- _What this task involves_: List each line below that contains the word "cowling", copying every such line in full.

-- Provided entries start --

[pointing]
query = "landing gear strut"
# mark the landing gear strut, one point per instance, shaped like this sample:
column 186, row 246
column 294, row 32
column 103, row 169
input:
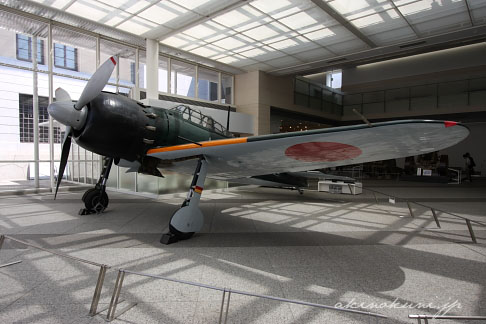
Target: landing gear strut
column 95, row 199
column 189, row 218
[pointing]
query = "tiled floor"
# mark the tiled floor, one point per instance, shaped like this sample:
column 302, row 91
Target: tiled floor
column 320, row 248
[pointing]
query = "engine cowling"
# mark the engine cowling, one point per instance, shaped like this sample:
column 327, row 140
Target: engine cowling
column 116, row 126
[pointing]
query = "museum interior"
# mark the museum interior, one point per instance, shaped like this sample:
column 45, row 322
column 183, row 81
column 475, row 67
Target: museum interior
column 339, row 144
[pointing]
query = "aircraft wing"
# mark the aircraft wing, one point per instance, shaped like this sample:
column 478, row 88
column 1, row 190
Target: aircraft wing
column 246, row 157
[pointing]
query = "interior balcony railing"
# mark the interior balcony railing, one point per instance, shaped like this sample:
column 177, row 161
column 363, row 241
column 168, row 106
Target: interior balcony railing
column 426, row 99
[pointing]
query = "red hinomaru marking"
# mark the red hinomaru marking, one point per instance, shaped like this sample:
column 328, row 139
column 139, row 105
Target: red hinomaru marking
column 322, row 152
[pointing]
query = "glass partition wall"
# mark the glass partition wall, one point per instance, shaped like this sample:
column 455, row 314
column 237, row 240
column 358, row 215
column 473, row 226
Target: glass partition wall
column 37, row 57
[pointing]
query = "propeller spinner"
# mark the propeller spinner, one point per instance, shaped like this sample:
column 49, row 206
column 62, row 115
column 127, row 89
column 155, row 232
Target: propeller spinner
column 74, row 115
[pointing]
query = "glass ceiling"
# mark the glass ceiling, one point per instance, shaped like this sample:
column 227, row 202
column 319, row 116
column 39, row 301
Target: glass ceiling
column 273, row 34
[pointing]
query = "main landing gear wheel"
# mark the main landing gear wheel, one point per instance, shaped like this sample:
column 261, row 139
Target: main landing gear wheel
column 95, row 200
column 189, row 218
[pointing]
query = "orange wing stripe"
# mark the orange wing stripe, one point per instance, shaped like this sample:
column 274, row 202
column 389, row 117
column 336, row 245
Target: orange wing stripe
column 204, row 144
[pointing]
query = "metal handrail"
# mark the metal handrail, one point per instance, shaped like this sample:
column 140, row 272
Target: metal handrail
column 433, row 209
column 101, row 276
column 56, row 253
column 423, row 205
column 116, row 294
column 451, row 317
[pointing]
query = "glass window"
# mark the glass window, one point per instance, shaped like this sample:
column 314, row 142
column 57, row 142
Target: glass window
column 132, row 72
column 334, row 79
column 65, row 57
column 163, row 74
column 183, row 77
column 207, row 85
column 226, row 89
column 26, row 120
column 24, row 49
column 142, row 80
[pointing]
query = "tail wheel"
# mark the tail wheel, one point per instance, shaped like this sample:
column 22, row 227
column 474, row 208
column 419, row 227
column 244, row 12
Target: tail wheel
column 95, row 200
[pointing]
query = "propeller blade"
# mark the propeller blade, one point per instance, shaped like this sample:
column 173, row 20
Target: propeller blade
column 67, row 132
column 96, row 83
column 66, row 146
column 62, row 95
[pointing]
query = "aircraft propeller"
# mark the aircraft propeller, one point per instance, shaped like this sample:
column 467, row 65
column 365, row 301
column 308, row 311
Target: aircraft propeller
column 73, row 115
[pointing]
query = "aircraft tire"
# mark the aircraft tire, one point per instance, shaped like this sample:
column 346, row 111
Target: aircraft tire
column 95, row 201
column 180, row 235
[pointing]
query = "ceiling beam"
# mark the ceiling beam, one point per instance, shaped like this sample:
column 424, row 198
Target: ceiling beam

-- Provided entries end --

- _Solution below_:
query = "engine cowling"
# mark the engine cowling, one point per instance, shaped like this sample:
Target: engine cowling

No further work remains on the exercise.